● WHAT IS EXPECTED
Can you rewrite the lines below with every "locate" changed to "mark" and nothing else altered?

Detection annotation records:
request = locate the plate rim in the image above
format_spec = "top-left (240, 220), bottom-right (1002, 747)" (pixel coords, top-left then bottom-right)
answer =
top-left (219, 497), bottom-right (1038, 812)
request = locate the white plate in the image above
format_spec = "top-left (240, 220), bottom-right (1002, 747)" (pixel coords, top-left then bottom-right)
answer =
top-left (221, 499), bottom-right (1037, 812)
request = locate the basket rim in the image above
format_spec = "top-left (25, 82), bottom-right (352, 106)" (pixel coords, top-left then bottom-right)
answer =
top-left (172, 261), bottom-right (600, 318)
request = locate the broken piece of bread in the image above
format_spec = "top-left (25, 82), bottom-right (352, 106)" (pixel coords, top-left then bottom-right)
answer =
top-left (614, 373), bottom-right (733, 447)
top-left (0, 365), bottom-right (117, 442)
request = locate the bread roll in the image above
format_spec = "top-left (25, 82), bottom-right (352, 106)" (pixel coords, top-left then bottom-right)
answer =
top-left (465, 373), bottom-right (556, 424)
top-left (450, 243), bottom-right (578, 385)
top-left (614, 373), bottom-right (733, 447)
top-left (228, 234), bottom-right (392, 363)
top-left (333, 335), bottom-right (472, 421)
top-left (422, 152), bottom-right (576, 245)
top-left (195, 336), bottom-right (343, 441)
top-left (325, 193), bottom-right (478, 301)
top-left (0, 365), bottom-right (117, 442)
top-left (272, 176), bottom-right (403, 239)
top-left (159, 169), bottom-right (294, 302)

● IN RESPONSE
request = mark the plate rim in the image above
format_spec = "top-left (240, 220), bottom-right (1002, 747)" (pixel coords, top-left then bottom-right)
answer =
top-left (219, 497), bottom-right (1038, 812)
request = mark the white plate in the image above
format_spec = "top-left (240, 220), bottom-right (1002, 747)" (pixel coords, top-left then bottom-right)
answer =
top-left (221, 499), bottom-right (1037, 812)
request = mark the basket rim in the image above
format_spec = "top-left (25, 82), bottom-right (352, 106)" (pixel coords, top-left then bottom-right)
answer =
top-left (172, 261), bottom-right (600, 318)
request = mark the broken piece of bread in the image above
format_spec = "top-left (25, 82), bottom-right (352, 106)" (pixel coords, top-left then bottom-right)
answer =
top-left (614, 373), bottom-right (733, 447)
top-left (0, 365), bottom-right (117, 442)
request = mark the bread roll in the image above
format_spec = "top-left (25, 82), bottom-right (352, 106)" (pixel coords, top-left then bottom-right)
answer =
top-left (465, 373), bottom-right (556, 424)
top-left (450, 243), bottom-right (578, 385)
top-left (614, 373), bottom-right (733, 447)
top-left (228, 234), bottom-right (392, 363)
top-left (333, 335), bottom-right (472, 421)
top-left (422, 152), bottom-right (576, 245)
top-left (195, 336), bottom-right (343, 441)
top-left (325, 193), bottom-right (478, 301)
top-left (0, 365), bottom-right (117, 442)
top-left (272, 176), bottom-right (403, 239)
top-left (159, 169), bottom-right (294, 302)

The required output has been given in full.